**Items**
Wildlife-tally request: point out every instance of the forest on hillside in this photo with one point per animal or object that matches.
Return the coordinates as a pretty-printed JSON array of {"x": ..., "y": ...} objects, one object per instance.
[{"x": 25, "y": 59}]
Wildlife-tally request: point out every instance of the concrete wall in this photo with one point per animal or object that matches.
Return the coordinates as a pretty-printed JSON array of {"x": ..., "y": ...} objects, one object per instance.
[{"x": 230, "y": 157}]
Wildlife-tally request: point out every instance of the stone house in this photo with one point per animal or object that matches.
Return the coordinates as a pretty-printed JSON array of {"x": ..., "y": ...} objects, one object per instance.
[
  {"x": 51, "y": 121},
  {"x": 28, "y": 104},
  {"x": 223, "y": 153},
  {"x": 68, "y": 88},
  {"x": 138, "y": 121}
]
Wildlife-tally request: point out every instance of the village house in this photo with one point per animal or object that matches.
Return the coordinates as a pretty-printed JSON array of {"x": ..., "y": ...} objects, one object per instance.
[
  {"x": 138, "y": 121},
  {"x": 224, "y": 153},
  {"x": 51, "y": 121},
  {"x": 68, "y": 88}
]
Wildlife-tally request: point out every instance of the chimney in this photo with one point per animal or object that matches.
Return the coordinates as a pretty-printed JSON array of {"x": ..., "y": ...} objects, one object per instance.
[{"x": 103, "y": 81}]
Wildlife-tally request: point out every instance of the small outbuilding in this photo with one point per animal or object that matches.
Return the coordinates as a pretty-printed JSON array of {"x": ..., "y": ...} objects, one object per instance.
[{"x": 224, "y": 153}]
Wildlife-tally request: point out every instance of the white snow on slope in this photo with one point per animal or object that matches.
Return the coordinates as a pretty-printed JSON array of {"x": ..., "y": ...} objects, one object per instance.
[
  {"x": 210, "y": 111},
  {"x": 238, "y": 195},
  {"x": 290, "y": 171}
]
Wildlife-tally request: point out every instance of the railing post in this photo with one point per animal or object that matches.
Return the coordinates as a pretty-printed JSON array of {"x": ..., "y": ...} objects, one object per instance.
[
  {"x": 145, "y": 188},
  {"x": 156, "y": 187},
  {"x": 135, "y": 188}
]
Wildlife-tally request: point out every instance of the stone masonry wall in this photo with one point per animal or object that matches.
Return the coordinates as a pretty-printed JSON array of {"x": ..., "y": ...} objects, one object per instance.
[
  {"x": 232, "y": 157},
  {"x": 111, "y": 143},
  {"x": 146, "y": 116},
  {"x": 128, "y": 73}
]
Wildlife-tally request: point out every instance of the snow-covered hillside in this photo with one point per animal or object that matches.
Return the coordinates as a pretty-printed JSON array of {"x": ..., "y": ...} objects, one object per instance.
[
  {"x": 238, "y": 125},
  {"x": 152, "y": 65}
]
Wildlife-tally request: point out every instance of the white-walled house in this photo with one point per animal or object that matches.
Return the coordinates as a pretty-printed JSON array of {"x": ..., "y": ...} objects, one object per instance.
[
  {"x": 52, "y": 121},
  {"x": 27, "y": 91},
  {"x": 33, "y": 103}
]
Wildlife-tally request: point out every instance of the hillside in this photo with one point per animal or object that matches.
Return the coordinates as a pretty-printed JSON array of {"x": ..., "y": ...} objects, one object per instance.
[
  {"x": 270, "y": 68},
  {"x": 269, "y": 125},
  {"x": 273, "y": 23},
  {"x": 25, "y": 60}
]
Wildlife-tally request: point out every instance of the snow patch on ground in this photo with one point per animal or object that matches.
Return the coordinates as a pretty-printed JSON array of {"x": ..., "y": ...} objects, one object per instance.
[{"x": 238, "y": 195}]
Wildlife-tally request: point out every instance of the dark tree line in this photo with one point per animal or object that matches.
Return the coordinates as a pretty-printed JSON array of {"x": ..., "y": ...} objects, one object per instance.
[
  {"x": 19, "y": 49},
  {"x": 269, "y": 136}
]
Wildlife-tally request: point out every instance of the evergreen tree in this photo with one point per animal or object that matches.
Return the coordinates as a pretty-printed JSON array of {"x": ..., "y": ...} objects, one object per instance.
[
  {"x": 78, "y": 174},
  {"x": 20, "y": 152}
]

**Your goal**
Rewrite the lines from the one containing "of the evergreen" through the end of the records, both included, as a Markdown table. Use the columns Row and Line, number each line, and leave out any blank lines.

**Worked solution**
| Row | Line |
|---|---|
| 1 | Wildlife-tally request: point out every instance of the evergreen tree in this photo with one point per animal or object that matches. |
| 2 | Return the coordinates as a pretty-printed JSON array of {"x": ..., "y": ...} objects, one object per instance. |
| 3 | [ |
| 4 |   {"x": 78, "y": 174}, |
| 5 |   {"x": 20, "y": 152} |
| 6 | ] |